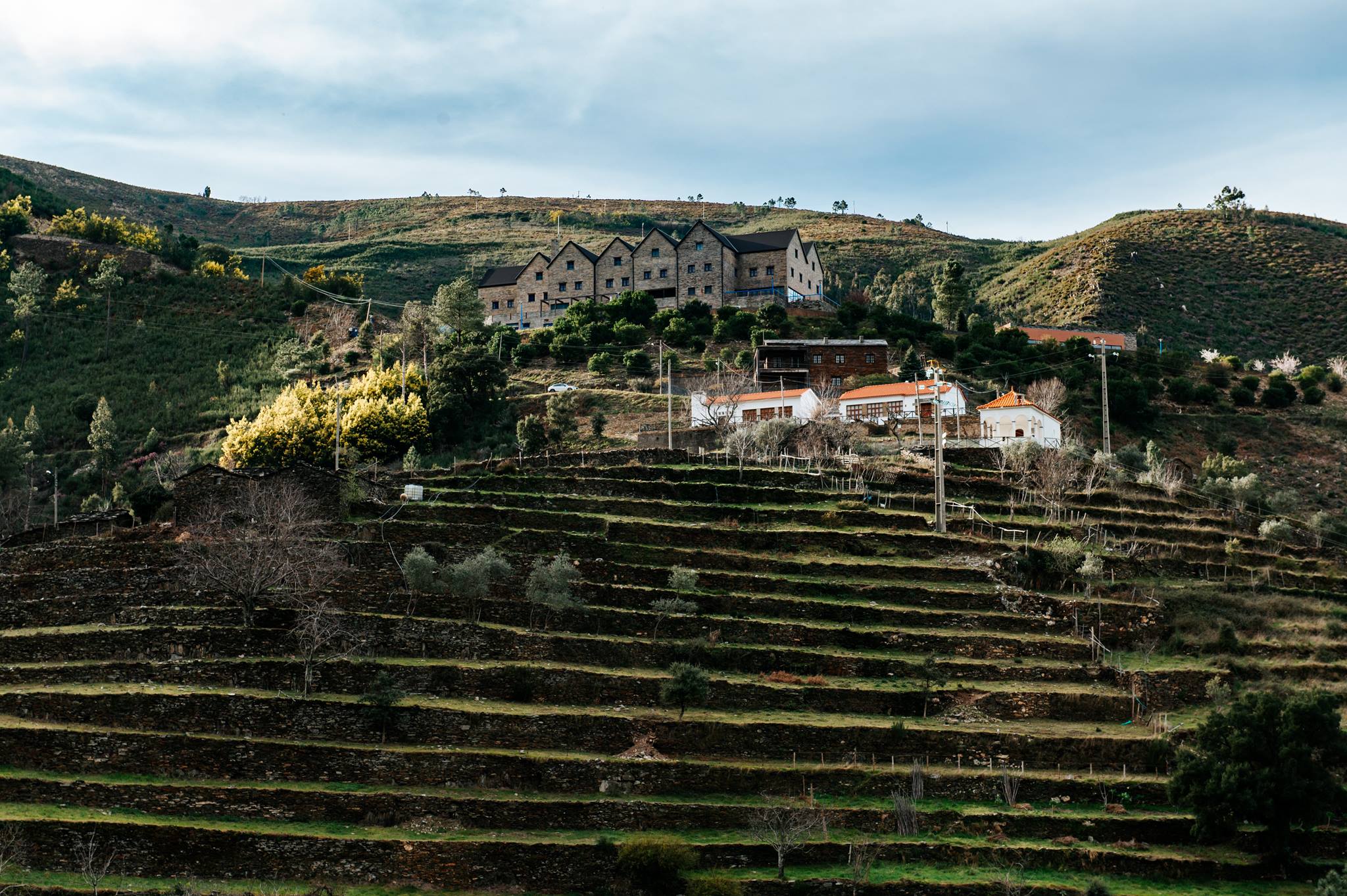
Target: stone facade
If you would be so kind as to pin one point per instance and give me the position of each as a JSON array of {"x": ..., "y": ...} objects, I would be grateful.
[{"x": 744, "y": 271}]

########################################

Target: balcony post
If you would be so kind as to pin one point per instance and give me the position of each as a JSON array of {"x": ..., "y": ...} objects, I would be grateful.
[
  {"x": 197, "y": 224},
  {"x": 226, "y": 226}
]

########################################

### Task objective
For this exercise, return every line from the data that holds the string "Target".

### Output
Target: stone facade
Target: balcony post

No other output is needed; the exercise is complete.